◆ **Listing**
┌──
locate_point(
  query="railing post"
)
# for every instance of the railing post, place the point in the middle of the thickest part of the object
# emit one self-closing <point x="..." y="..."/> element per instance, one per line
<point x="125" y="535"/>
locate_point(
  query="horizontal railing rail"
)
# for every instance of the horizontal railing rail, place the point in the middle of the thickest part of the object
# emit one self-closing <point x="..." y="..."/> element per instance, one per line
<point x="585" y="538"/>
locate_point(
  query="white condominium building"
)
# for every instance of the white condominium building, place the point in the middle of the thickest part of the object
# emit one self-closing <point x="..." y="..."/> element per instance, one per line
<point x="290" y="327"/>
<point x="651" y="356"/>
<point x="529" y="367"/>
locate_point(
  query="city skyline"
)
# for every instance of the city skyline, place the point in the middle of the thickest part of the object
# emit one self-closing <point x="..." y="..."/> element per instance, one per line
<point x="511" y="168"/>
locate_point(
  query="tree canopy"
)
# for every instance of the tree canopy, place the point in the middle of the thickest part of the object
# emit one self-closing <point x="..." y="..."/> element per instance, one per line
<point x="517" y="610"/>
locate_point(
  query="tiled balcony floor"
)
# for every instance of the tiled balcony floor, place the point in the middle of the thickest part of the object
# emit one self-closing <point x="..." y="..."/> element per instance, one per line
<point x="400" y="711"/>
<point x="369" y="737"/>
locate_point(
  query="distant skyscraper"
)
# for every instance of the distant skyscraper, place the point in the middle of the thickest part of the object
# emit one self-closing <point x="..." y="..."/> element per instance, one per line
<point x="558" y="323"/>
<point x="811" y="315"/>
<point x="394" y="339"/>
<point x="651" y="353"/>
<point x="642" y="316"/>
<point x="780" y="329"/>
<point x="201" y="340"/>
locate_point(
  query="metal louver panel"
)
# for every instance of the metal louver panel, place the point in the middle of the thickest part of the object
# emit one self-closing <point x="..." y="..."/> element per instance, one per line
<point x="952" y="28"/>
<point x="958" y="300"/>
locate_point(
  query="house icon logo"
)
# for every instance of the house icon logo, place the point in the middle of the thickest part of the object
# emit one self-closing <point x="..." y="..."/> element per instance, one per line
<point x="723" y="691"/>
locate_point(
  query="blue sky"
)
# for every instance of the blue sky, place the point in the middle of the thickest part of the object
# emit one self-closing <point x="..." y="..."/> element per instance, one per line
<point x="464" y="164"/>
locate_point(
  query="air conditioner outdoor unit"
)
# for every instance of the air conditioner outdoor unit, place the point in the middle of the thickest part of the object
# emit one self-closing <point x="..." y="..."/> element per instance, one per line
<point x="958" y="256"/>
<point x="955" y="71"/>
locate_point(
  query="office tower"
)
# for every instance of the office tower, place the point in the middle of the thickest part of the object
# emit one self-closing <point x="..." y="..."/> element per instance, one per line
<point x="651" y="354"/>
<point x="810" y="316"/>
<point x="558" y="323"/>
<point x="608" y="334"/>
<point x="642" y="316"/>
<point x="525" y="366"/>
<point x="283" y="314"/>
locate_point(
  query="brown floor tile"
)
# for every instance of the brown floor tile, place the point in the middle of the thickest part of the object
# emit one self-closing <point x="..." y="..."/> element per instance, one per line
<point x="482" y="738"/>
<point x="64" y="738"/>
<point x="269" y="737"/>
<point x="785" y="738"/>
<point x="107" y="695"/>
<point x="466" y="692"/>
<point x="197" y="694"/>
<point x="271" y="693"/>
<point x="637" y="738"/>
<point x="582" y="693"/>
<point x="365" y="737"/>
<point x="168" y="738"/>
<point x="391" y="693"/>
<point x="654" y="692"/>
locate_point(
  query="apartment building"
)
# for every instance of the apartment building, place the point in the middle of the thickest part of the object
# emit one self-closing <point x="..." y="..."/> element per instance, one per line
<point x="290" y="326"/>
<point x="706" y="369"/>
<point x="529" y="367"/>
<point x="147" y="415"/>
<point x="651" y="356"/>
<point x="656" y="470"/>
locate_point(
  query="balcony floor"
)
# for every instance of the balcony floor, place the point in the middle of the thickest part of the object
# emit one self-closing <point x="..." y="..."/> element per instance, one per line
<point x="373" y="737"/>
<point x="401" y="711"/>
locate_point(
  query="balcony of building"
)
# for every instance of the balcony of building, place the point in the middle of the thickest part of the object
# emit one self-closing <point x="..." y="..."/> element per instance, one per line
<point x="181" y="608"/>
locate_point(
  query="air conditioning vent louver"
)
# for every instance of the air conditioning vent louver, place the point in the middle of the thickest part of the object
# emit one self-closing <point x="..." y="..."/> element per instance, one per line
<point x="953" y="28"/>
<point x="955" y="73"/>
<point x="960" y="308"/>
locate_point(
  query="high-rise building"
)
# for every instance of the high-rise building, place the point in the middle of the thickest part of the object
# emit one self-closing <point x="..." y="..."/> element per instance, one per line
└──
◆ **Written instruction**
Transcribe every entry verbatim.

◆ **Response below**
locate_point(
  query="railing post"
)
# for every instance of the railing post, place the point in the middle of the thickest part of the object
# emit one self-closing <point x="..." y="..."/> element per instance, one per line
<point x="125" y="535"/>
locate_point(
  query="horizontal railing rail"
)
# for every instance of the horizontal railing rail, place the point in the middle of the thickest part of the object
# emit one self-closing <point x="..." y="..."/> element per instance, one per line
<point x="585" y="538"/>
locate_point(
  query="white condominium building"
)
# for every instance of the white condominium building, place the point in the middle of the thickest part of the object
# emit one self-closing <point x="..." y="..."/> element per instance, one per line
<point x="290" y="327"/>
<point x="651" y="356"/>
<point x="529" y="367"/>
locate_point(
  query="city skyline"
)
# for every instance of the city skyline, place the point in the middle of the thickest part of the object
# emit one self-closing <point x="..." y="..."/> element per instance, one per line
<point x="511" y="168"/>
locate_point(
  query="tree canopy"
)
# for every instance of the tree canopy, place the point in the middle of the thickest part of the object
# emit one self-closing <point x="..." y="..."/> element per instance, one per line
<point x="517" y="610"/>
locate_point(
  query="tiled balcony floor"
)
# for every instance of the tiled balcony floor, place the point in the middle of the thickest part of the object
# emit one self-closing <point x="..." y="..."/> element per instance, one per line
<point x="400" y="711"/>
<point x="369" y="737"/>
locate_point(
  query="distant skyscraper"
)
# for every instance of the distant skyscraper, place the point in the middle of the thickest part of the object
# emit one self-closing <point x="..." y="..."/> element per instance, one per line
<point x="558" y="323"/>
<point x="811" y="315"/>
<point x="394" y="339"/>
<point x="651" y="353"/>
<point x="642" y="316"/>
<point x="780" y="329"/>
<point x="201" y="340"/>
locate_point(
  query="metal louver panel"
)
# for every instance of the metal louver panel, place the point in the middle of the thickest part of the object
# emit one self-closing <point x="..." y="..."/> element per instance, one per line
<point x="952" y="28"/>
<point x="958" y="300"/>
locate_point(
  query="house icon logo"
)
# for every instance of the house icon logo, place the point in the middle of the thickest part of the object
# emit one self-closing <point x="..." y="..."/> element per instance, one per line
<point x="723" y="691"/>
locate_point(
  query="blue sky"
)
# for every instance of the blue sky, place the point in the middle of the thickest part of the object
# emit one self-closing <point x="..." y="..."/> element per instance, one per line
<point x="464" y="164"/>
locate_point(
  query="air conditioner outdoor unit"
)
# for every instance of the air conditioner outdoor unit, place the point in the middle of the thickest part of the object
# emit one self-closing <point x="..." y="..."/> element per instance, one per line
<point x="958" y="256"/>
<point x="955" y="71"/>
locate_point(
  query="office tower"
)
# for every instance of the office tower, place the point in the middle of the thickest part of the object
# emit one self-closing <point x="..." y="..."/> element per instance, one per line
<point x="651" y="354"/>
<point x="810" y="316"/>
<point x="558" y="323"/>
<point x="608" y="334"/>
<point x="642" y="316"/>
<point x="525" y="366"/>
<point x="283" y="314"/>
locate_point(
  query="brown floor tile"
)
# for every instance of the brown floor tile, place the point in the middle of the thickest part of the object
# emit one self-closing <point x="..." y="..."/> element per instance, one per line
<point x="482" y="738"/>
<point x="64" y="738"/>
<point x="269" y="737"/>
<point x="785" y="738"/>
<point x="107" y="695"/>
<point x="466" y="692"/>
<point x="197" y="694"/>
<point x="271" y="693"/>
<point x="637" y="738"/>
<point x="582" y="693"/>
<point x="365" y="737"/>
<point x="168" y="738"/>
<point x="391" y="693"/>
<point x="654" y="692"/>
locate_point(
  query="apartment building"
)
# for every instance of the apartment building, place the point in the middle of the thickest part of the object
# emit one self-closing <point x="..." y="..."/> element per instance, one per line
<point x="290" y="326"/>
<point x="706" y="369"/>
<point x="529" y="367"/>
<point x="147" y="415"/>
<point x="651" y="356"/>
<point x="656" y="470"/>
locate_point(
  query="balcony floor"
)
# for every instance of the balcony floor, place the point in the middle of the thickest part of the object
# emit one self-closing <point x="..." y="..."/> element per instance, one per line
<point x="373" y="737"/>
<point x="401" y="711"/>
locate_point(
  query="balcony of building"
)
# for every instance of the balcony of building, place the point in the middle of the thickest part of the object
# emit one self-closing <point x="..." y="..."/> element per instance, one per line
<point x="181" y="608"/>
locate_point(
  query="air conditioning vent louver"
)
# for every instance of the air conditioning vent louver, place the point in the middle of the thickest part of the object
# emit one self-closing <point x="..." y="..."/> element per instance, one per line
<point x="953" y="28"/>
<point x="955" y="73"/>
<point x="960" y="308"/>
locate_point(
  query="high-rise building"
)
# for every instance of the high-rise building, place the point in the middle of the thickest part of the object
# emit one self-closing <point x="..." y="..."/> element per instance, one per line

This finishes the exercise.